*** PROVIDED TEXT Section Begins ***

On Periodicity (-1989)

"Since a given system can never of its own accord go over into another equally probable state but into a more probable one, it is likewise impossible to construct a system of bodies that after traversing various states returns periodically to its original state, that is a perpetual motion machine." (Ludwig E Boltzmann, "The Second Law of Thermodynamics", [Address to a Formal meeting of the Imperial Academy of Science], 1886)

"It seems at first that this fact [the existence of periodic solutions] could not be of any practical interest whatsoever [... however] what renders these periodic solutions so precious is that they are, so to speak, the only breach through which we may try to penetrate a stronghold previously reputed to be impregnable." (Henri Poincaré, cca. 1905)

"Science works by the slow method of the classification of data, arranging the detail patiently in a periodic system into groups of facts, in series like the strata of the rocks. For each series there must be a vocabulary of special words which do not always make good sense when used in another series. But the laws of periodicity seem to hold throughout, among the elements and in every sphere of thought, and we must learn to co-ordinate the whole through our new conception of the reign of relativity." (William H Pallister, "Poems of Science", 1931)

*** PROVIDED TEXT Section Ends ***

▶ [SET OF TASKS]
a – In the quotations on periodicity, what year is given for Boltzmann's address on the second law of thermodynamics?
b – Extend the quotations on periodicity, starting after the passage from "Poems of Science".
The records come from a different source than the quotations on periodicity.

*** DATA UNDER STUDY Section Begins ***

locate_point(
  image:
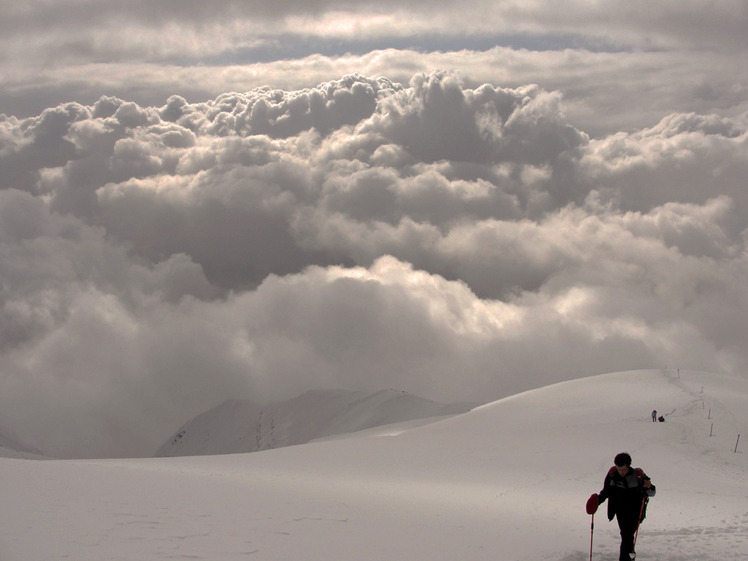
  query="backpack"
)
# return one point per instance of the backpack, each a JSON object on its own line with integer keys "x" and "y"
{"x": 640, "y": 478}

*** DATA UNDER STUDY Section Ends ***

▶ [RESPONSES]
a – 1886

b –
"Finite systems of deterministic ordinary nonlinear differential equations may be designed to represent forced dissipative hydrodynamic flow. Solutions of these equations can be identified with trajectories in phase space. For those systems with bounded solutions, it is found that nonperiodic solutions are ordinarily unstable with respect to small modifications, so that slightly differing initial states can evolve into considerably different states. Systems with bounded solutions are shown to possess bounded numerical solutions. (Edward N Lorenz, "Deterministic Nonperiodic Flow", Journal of the Atmospheric Science 20, 1963)

"Dynamical systems have two kinds of classical attractors which persist under small perturbations of the differential equations. These are the stable equilibria and the stable nontrivial periodic solutions or oscillators. An important development of recent times is a new kind of attractor which is robust in the sense that its properties persist under perturbations of the differential equation (it is structurally stable). These new attractors are sometimes called strange attractors." (Steven Smale, "On the Problem of Reviving the Ergodic Hypothesis of Boltzmann and Birkhoff", [in "The Mathematics of Time"] 1980)

"In fractal geometry we are especially interested in the geometry of sets, and in the way they look when they are represented by pictures. Thus we use the restrictive condition of metric equivalence to start to define mathematically what we mean when we say that two sets are alike. However, in dynamical systems theory we are interested in motion itself, in the dynamics, in the way points move, in the existence of periodic orbits, in the asymptotic behavior of orbits, and so on. These structures are not damaged by homeomorphisms, as we will see, and hence we say that two dynamical systems are alike if they are related via a homeomorphism." (Michael Barnsley, "Fractals Everwhere", 1988)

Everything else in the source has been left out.